** ページ本文 **
黒柳さん  「例えば,アジアのある国では,6歳くらいから暗く不衛生な工場で,一日8時間も働いてるんですね。一日40円もらって。それで家族を養ってるって言うんです。そんな子供たちが少しでも希望を持って生きていければいいなと思うのと,そういう子供たちがいるってことを,日本の皆さんに知ってもらいたいと思うんです。日本の子供たちは恵まれているなと。でもね,このごろ、日本は、このままではだめだなって想いが強くなっているんです。これからの若い人は,興味のあることをするのも,自分の個性や才能を伸ばすことももちろん必要なんだけど,自分たちだけよければいいって思わないで,隣の子ととにかく仲良くして,みんなで手を繋いでいかなきゃ,21世紀はとっても生きてられないって。できれば人の悲しみとか苦しみが,わかってあげられる人になっていただければと思うんですね」

** 提供資料 **

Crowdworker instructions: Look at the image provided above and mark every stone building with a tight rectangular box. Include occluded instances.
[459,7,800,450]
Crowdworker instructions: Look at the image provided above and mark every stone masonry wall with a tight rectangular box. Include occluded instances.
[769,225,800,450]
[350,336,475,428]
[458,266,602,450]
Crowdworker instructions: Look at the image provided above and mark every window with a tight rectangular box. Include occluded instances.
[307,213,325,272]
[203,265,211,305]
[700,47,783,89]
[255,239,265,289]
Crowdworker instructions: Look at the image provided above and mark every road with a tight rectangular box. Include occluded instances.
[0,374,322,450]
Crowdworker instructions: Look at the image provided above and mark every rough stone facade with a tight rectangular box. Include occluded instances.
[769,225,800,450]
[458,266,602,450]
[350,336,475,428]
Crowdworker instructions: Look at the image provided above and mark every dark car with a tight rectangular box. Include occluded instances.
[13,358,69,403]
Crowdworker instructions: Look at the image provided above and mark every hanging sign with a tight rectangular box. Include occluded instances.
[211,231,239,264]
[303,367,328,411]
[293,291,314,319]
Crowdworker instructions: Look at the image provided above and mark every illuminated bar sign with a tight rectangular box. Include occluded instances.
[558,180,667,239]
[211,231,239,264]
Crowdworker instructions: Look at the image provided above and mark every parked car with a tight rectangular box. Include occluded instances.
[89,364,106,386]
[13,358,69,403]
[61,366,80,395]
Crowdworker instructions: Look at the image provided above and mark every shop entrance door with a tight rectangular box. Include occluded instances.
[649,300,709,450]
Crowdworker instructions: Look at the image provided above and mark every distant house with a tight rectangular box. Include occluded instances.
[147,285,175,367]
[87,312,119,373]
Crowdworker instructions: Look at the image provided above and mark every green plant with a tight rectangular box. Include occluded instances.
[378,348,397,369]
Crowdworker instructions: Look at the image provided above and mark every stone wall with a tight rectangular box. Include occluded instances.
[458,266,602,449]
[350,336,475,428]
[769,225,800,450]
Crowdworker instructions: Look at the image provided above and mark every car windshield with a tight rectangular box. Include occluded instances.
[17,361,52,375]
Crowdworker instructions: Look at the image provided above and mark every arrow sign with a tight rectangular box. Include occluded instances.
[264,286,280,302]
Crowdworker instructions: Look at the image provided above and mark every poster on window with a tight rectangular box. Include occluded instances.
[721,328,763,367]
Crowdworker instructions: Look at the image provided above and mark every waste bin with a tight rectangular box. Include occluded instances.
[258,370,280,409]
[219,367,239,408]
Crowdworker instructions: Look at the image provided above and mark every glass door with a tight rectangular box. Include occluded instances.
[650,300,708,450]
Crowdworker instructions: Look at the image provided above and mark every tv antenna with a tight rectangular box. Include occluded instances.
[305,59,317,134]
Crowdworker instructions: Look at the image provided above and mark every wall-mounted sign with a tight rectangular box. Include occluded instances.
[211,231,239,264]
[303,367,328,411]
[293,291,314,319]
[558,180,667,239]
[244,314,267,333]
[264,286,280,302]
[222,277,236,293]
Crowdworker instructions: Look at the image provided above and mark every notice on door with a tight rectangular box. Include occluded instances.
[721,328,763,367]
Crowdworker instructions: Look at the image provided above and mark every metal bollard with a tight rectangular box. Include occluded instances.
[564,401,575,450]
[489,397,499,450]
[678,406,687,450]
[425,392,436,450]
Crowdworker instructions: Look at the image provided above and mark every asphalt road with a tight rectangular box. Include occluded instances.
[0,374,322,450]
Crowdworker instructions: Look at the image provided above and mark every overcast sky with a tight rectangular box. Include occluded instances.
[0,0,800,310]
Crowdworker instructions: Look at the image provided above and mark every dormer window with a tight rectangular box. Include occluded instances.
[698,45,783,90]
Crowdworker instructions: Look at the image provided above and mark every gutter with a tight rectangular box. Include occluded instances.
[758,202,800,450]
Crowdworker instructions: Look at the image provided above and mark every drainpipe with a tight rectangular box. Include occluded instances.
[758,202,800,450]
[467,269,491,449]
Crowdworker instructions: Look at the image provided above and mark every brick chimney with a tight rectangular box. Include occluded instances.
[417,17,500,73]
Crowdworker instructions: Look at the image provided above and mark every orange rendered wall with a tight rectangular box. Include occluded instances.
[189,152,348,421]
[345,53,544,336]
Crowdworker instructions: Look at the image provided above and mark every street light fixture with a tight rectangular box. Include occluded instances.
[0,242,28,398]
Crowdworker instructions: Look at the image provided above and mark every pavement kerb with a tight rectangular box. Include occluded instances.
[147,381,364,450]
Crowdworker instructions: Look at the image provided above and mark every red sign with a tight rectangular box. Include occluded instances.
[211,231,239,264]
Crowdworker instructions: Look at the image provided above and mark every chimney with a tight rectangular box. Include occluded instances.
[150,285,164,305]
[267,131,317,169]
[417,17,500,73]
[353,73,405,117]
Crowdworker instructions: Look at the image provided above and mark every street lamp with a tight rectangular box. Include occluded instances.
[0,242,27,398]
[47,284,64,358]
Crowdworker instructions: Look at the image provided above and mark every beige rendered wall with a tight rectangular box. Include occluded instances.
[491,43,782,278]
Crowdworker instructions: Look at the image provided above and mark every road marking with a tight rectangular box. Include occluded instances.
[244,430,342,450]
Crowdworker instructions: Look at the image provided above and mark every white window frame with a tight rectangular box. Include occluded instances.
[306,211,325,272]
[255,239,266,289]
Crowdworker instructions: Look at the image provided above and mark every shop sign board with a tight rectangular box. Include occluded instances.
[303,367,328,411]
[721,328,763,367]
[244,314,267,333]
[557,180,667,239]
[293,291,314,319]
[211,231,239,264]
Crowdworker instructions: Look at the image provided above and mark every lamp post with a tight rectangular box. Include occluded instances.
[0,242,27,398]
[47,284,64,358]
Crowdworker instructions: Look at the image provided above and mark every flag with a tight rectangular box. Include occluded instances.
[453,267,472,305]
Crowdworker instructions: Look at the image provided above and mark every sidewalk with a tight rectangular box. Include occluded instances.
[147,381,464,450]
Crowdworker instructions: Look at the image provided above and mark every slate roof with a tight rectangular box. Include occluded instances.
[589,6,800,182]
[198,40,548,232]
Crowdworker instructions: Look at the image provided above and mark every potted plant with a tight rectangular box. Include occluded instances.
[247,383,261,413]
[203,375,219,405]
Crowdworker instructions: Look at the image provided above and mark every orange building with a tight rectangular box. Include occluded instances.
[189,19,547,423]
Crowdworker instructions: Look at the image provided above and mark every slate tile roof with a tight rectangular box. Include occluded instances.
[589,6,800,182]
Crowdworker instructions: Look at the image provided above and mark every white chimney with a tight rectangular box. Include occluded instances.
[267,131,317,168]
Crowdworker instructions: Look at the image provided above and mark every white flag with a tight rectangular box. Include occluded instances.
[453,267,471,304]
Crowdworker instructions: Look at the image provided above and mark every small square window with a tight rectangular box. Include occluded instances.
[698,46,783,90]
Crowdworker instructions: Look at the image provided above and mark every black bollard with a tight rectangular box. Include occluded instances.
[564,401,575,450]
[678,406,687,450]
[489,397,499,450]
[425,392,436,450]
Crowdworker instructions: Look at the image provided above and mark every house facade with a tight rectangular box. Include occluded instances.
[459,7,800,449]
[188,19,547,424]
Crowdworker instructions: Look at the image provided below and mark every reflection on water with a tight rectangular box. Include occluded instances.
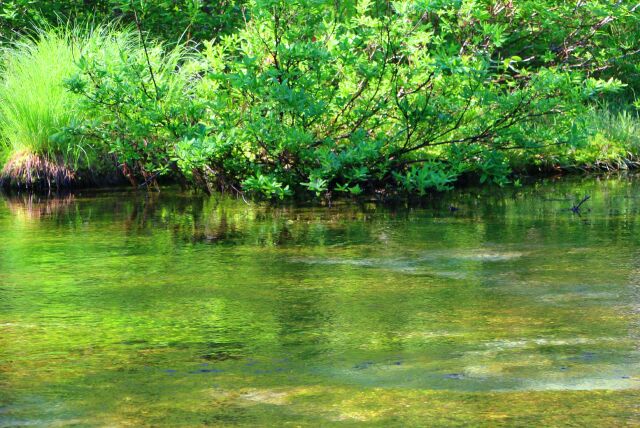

** 課題の指示 **
A: 記録の中で「lamp」という語を含む行はどれですか?該当する行をすべて書き写してください。
B: アジアの働く子供たちについて語る談話の本文を、最後の文のあとから書き継いでください。
本文と記録は、それぞれ別の出典から取られています。

** 解答 **
A:
Crowdworker instructions: Look at the image provided above and mark every street lamp with a tight rectangular box. Include occluded instances.
Crowdworker instructions: Look at the image provided above and mark every lamp post with a tight rectangular box. Include occluded instances.

B:
 『みんな一緒』それが黒柳さんの原点。特別なことではなく,自分にできることをしているだけというその姿には,尽きることのない熱い想いと,切なる願いがあふれていました。黒柳さんが蒔きつづけておられる『希望の種』が,咲き揃う日を願わずにはおれませんでした。


黒柳 徹子プロフィール

黒柳さん 東京都出身。NHK専属のテレビ女優第1号として活躍。その後、文学座研究所、ニューヨークのメリー・ターサイ演劇スタジオで学ぶ。現在、27年続いているトーク番組「徹子の部屋」などテレビ番組にレギュラー出演の傍ら、舞台女優としても活躍中。「社会福祉法人トット基金(日本ろう者劇団)」設立。第38回毎日芸術賞、第4回読売演劇大賞最優秀女優賞と大賞等受賞多数。1984年よりユニセフ親善大使となり、飢餓、戦争、病気で苦しんでいる世界の子供たちを訪ね、その実情を伝える活動を続けている。主な著書「窓ぎわのトットちゃん」等多数。